▶ DIRECTIONS FOR THIS TASK
Copy each of the following items word for word, changing nothing.

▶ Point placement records
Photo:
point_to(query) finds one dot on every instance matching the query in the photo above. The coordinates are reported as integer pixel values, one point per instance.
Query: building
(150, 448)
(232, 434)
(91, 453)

▶ EXPECTED ANSWER
Photo:
point_to(query) finds one dot on every instance matching the query in the photo above. The coordinates are reported as integer pixel values, one point per instance.
Query: building
(150, 448)
(232, 434)
(91, 453)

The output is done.